**EXERCISE DETAILS**
Tally the lines in the material below that contain the word "grass". Give only the number.

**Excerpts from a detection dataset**
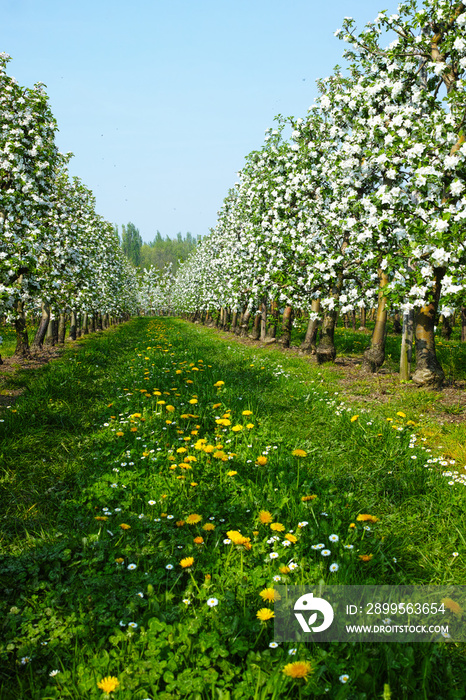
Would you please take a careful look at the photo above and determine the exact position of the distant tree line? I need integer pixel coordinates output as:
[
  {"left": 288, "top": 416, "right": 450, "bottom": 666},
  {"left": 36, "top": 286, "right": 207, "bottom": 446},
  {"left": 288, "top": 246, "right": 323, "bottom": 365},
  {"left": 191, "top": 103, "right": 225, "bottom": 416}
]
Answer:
[{"left": 120, "top": 222, "right": 201, "bottom": 272}]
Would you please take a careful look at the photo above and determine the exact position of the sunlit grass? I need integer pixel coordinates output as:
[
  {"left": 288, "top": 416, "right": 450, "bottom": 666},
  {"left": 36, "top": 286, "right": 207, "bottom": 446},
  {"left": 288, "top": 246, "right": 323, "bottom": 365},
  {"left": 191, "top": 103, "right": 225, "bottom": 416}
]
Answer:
[{"left": 0, "top": 319, "right": 466, "bottom": 700}]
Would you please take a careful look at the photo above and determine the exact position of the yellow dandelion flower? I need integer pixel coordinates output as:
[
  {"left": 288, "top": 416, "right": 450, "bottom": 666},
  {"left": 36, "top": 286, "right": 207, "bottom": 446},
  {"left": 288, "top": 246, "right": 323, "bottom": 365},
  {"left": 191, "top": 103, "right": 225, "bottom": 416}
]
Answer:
[
  {"left": 186, "top": 513, "right": 202, "bottom": 525},
  {"left": 256, "top": 608, "right": 275, "bottom": 622},
  {"left": 259, "top": 588, "right": 281, "bottom": 603},
  {"left": 97, "top": 676, "right": 120, "bottom": 693},
  {"left": 180, "top": 557, "right": 194, "bottom": 569},
  {"left": 259, "top": 510, "right": 273, "bottom": 525},
  {"left": 282, "top": 661, "right": 314, "bottom": 681},
  {"left": 441, "top": 598, "right": 463, "bottom": 616},
  {"left": 227, "top": 530, "right": 251, "bottom": 549}
]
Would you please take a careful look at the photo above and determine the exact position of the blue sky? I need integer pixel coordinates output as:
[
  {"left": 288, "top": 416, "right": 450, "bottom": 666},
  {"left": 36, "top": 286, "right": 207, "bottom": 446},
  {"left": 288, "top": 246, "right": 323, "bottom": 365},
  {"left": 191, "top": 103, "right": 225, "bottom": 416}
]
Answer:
[{"left": 0, "top": 0, "right": 398, "bottom": 241}]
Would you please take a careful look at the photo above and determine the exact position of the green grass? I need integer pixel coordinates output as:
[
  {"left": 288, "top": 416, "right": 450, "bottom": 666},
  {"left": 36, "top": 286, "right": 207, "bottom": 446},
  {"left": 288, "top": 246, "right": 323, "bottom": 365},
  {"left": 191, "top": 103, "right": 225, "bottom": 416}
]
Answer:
[{"left": 0, "top": 318, "right": 466, "bottom": 700}]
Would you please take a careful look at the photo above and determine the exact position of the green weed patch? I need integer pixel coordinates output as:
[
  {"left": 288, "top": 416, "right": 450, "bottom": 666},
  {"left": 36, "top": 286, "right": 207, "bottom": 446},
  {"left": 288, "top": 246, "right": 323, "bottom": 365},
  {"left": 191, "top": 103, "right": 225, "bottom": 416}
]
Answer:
[{"left": 0, "top": 318, "right": 466, "bottom": 700}]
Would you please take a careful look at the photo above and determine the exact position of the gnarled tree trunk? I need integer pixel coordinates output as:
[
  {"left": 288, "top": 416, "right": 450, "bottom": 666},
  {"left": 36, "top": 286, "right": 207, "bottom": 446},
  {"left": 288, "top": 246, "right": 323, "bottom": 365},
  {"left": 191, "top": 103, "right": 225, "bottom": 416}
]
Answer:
[
  {"left": 362, "top": 269, "right": 388, "bottom": 372},
  {"left": 413, "top": 267, "right": 446, "bottom": 389},
  {"left": 32, "top": 302, "right": 50, "bottom": 350},
  {"left": 301, "top": 299, "right": 320, "bottom": 355},
  {"left": 278, "top": 304, "right": 293, "bottom": 348},
  {"left": 15, "top": 301, "right": 29, "bottom": 357}
]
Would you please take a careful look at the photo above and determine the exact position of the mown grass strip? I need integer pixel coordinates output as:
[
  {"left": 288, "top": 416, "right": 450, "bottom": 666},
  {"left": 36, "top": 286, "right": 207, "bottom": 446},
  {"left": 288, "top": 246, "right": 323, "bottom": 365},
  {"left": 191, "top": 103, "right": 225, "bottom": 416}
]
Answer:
[{"left": 0, "top": 319, "right": 466, "bottom": 700}]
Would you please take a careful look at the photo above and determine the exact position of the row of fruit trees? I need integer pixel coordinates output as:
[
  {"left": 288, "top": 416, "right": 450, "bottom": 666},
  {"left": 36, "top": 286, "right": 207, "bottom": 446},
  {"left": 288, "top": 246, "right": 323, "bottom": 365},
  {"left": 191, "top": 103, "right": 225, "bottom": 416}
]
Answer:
[
  {"left": 138, "top": 0, "right": 466, "bottom": 386},
  {"left": 0, "top": 53, "right": 138, "bottom": 354}
]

**RESPONSE TO THIS TASK**
3